Extrait retenu >>
◇ ◇ ◇ ◇

48L’expression est peu aisée à rendre en français. On pourrait la traduire, littéralement, par « insignement fou », « fou de manière insigne », ou, plus simplement, « fou insigne », au sens où l’entendit Louise Labé peu d’années après en son Débat de Folie et d’Amour (1555), aux accents très érasmiens :

Le plaisir que donne Amour, est caché et secret : celui de Folie se communique à tout le monde. Il est si récréatif, que le seul nom esgaie une personne. Qui verra un homme enfariné avec une bosse derrière entrer en salle, ayant une contenance de fol, ne rira il incontinent ? Que l’on nomme quelque fol insigne, vous verrez qu’à ce nom quelcun se resjouira, et ne pourra tenir le rire. Tous autres actes de Folie sont tels, que l’on ne peut en parler sans sentir au cœur quelque allégresse, qui desfache un homme et le provoque à rire. (Labé, 2022, p. 127)15

49La gloire du bouffon, ce qui fait perdurer sa mémoire, réside dans l’acuité de ses traits. Leur efficacité garantit la pérennité de son nom. Pourtant, l’esthétique de la Chronique de « don Francés » n’est pas seulement facétieuse, elle relève ouvertement de ce qu’on appellera plus tard de la bouffonnerie, à propos de laquelle Jean Starobinski écrivait : « le bouffon est précisément le personnage qui n’est rien, mais qui peut tout dire ; il est celui qui apporte une perpétuelle contradiction, celui à qui tout est permis parce qu’il ne compte pour rien » (Starobinski, 1966, p. 273).

50Cependant, le bouffon est-il à même, dans ses textes, de résorber la « perpétuelle contradiction » ? La question, en réalité, n’est pas loin de celle que Rabelais pose et qui divise ses interprètes. Un plus haut sens est-il à rechercher dans le texte offert au lecteur16 ? Ce qu’il convient de retenir, dans tous les cas, c’est l’extraordinaire singularité de la voix de don Francés, nourrie à la fois de son génie singulier et des multiples suggestions de son temps : l’art hérité du Moyen Âge de la fatrasie et de la satire politique animalière, la grotesque italienne et germanique, l’étrange imaginaire d’un Bosch, et enfin la parodie des prophéties sibyllines et des pronostications astrologiques, qui font de don Francés le digne pendant d’un Rabelais ou d’un Arétin.

51Mais sa voix, dans la ligne de celle qui résonne dans la grotte d’Atapuerca, résonne d’une manière unique, que la recherche n’a qu’insuffisamment caractérisée. Elle suppose la réalisation d’un ingenio, d’une subtilité d’esprit qui n’a jamais de sens que dans les circonstances particulières de son énonciation. En cela, l’art du fou tient de la performance, car il réunit en acte des aspirations contraires, héritées à la fois de l’Europe du Nord – Allemagne et Flandres, à la fois dans la gravure et l’idéal du fou, qui tient autant d’Érasme que de Sébastian Brant – que de l’Europe méridionale – la facétie à l’italienne, inspirée de Pontano et de Castiglione, et nourries en leur cœur d’une vision du monde tragique, en proie à des tensions extrêmes, qui ne sont pas sans rappeler la cruauté du monde de la Célestine.

52Cette synthèse surprenante, possible seulement en un moment de transition, dans l’équilibre provisoire d’une cour bourguignonne installée en Espagne, se fondait sur un cadre esthétique où les impératifs de la mimesis étaient encore inconnus, où la veine de l’inspiration médiévale – fatrasique et satirique – était encore des plus vives, et où l’expérimentation verbale pouvait encore se déployer sans bornes17.

◇ ◇ ◇ ◇

Données fournies >>
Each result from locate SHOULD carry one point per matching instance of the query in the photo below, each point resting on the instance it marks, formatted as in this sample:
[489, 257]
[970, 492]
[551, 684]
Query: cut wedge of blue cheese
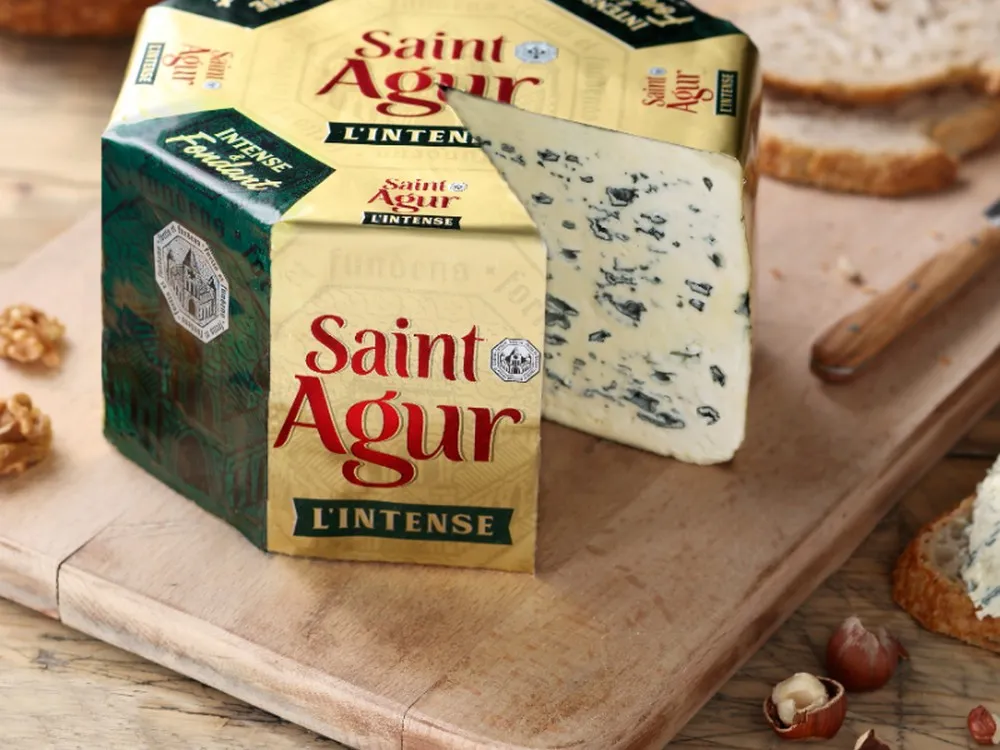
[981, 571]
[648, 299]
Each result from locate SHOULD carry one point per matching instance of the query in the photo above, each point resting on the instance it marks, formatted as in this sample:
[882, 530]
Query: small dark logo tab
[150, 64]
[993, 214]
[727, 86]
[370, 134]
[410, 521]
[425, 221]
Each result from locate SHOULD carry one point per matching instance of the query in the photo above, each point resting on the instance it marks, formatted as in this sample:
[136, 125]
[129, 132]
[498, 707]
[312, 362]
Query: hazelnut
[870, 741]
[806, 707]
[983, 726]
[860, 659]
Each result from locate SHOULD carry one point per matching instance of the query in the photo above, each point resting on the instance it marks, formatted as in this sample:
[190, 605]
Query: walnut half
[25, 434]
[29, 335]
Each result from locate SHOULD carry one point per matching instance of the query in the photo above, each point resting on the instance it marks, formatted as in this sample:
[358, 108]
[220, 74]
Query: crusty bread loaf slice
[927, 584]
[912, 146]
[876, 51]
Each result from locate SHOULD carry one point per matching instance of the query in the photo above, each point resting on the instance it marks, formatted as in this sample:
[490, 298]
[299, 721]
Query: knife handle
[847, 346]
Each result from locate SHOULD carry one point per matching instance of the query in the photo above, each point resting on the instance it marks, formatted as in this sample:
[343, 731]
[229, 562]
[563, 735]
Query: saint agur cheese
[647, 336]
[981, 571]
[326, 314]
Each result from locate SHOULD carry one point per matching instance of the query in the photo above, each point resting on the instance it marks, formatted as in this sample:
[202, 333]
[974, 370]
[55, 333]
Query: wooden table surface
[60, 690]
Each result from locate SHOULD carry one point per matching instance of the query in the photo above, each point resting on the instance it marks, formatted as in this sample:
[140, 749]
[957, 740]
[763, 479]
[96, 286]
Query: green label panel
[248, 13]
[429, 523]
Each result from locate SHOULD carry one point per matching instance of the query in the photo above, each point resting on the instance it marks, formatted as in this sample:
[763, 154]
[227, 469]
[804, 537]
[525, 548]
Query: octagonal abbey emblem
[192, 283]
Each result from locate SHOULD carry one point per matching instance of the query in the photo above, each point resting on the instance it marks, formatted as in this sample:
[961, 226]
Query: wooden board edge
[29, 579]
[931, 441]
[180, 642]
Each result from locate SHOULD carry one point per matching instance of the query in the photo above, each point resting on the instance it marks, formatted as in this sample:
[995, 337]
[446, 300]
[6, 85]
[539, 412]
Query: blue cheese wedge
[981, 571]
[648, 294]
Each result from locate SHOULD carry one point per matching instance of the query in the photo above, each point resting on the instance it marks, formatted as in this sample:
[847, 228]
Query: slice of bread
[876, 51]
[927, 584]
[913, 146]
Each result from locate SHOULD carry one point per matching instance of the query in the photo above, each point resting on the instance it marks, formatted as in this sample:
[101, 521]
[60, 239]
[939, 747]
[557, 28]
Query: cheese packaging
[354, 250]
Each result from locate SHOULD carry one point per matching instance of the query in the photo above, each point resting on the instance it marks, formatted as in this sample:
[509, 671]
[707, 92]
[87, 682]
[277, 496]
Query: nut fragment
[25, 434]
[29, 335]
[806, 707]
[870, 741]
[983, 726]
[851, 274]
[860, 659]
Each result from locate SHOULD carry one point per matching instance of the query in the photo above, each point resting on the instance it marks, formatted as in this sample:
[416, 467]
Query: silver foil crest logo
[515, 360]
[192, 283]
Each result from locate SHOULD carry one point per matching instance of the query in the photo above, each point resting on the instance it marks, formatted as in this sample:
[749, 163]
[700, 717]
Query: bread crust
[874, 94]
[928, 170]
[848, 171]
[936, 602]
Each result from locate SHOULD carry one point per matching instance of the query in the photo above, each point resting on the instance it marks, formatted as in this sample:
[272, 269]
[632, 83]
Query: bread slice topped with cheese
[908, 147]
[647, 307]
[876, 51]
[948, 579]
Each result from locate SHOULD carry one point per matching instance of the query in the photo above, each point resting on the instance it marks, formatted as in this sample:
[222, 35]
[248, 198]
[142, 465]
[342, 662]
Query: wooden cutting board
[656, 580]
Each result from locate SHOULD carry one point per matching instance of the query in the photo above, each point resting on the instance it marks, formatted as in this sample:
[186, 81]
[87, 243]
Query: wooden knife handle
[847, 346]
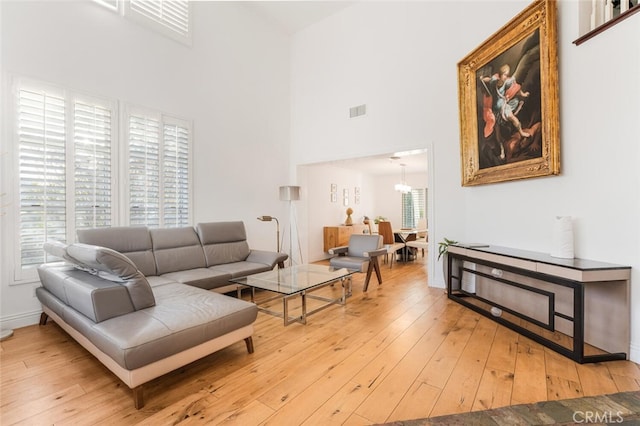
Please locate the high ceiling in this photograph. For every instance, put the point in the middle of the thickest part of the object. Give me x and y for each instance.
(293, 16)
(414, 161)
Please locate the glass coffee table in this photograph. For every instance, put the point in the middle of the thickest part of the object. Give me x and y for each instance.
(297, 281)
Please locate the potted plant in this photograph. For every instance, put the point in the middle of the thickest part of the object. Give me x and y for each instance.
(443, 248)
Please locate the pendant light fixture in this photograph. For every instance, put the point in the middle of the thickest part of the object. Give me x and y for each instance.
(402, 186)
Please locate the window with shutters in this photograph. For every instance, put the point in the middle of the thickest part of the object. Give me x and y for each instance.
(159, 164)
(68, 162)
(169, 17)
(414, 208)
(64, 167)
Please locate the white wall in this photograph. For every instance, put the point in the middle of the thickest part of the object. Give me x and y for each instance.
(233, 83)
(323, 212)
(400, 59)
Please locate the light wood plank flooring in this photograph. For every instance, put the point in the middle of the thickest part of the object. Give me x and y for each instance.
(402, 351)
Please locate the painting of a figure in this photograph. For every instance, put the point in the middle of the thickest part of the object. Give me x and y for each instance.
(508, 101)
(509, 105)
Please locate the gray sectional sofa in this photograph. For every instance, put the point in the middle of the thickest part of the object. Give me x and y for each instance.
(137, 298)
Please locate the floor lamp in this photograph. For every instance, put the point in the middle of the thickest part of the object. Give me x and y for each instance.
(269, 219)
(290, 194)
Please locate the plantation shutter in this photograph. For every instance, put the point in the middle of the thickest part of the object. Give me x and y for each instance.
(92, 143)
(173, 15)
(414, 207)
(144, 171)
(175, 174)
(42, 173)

◇ ◇ ◇ ◇

Tâches à réaliser >>
1. Dans l'extrait sur le bouffon don Francés, quelle œuvre de Louise Labé est mentionnée, et en quelle année a-t-elle paru ?
2. Déterminez le nombre de lignes des enregistrements qui contiennent la chaîne « object », en respectant la casse. Indiquez uniquement ce nombre.
Le texte et les enregistrements n'ont aucun lien entre eux.

Réponses par tâche >>
1. Le Débat de Folie et d'Amour, paru en 1555.

2. 11